Task to carry out: Could you output the Ana Roces profile in full, word for word and line for line?

--- Text provided ---

- Born: Marinella Adad February 2, 1976 (age 50) Metro Manila, Philippines
- Occupations: Actress, movies and television series
- Years active: 1988–present
- Agents: GMA Network ABS-CBN; TV5;
- Spouse: Trandy Baterina
- Children: 2

= Ana Roces =

Filipino actress

Marinella Adad (born February 2, 1976), better known as Ana Roces, is a Filipino actress. Roces was formerly a teen idol in the 1990s and a cast member of That's Entertainment.

==Career==
She was discovered in the Colgate commercial she appeared in opposite Eric Banes in the 1980s. Her first television appearance was in the Manilyn Reynes starer telenovela Gintong Kristal on GMA-7. Then she became a member of That's Entertainment, Tuesday Group.

--- Entries ---

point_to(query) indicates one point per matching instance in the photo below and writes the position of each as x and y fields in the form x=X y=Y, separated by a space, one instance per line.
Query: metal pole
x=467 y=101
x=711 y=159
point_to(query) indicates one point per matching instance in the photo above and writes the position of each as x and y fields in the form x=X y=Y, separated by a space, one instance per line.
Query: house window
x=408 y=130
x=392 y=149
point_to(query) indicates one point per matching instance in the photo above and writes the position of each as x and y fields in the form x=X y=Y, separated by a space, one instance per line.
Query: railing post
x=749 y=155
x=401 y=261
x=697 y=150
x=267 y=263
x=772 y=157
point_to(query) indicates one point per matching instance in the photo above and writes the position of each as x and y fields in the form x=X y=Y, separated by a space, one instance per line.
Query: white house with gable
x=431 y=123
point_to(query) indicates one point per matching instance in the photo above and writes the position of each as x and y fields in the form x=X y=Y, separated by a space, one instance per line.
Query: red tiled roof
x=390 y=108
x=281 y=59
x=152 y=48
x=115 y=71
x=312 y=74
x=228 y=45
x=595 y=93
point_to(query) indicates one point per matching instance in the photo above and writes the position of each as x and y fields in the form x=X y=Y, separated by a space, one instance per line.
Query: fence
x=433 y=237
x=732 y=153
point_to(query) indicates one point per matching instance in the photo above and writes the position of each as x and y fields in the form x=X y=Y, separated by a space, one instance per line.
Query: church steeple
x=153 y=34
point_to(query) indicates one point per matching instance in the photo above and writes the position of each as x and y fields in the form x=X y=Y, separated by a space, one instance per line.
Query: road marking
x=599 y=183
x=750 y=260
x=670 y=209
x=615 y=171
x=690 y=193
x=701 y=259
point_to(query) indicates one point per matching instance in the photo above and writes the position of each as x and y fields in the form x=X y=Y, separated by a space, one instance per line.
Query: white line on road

---

Exercise result:
- Born: Marinella Adad February 2, 1976 (age 50) Metro Manila, Philippines
- Occupations: Actress, movies and television series
- Years active: 1988–present
- Agents: GMA Network ABS-CBN; TV5;
- Spouse: Trandy Baterina
- Children: 2

= Ana Roces =

Filipino actress

Marinella Adad (born February 2, 1976), better known as Ana Roces, is a Filipino actress. Roces was formerly a teen idol in the 1990s and a cast member of That's Entertainment.

==Career==
She was discovered in the Colgate commercial she appeared in opposite Eric Banes in the 1980s. Her first television appearance was in the Manilyn Reynes starer telenovela Gintong Kristal on GMA-7. Then she became a member of That's Entertainment, Tuesday Group.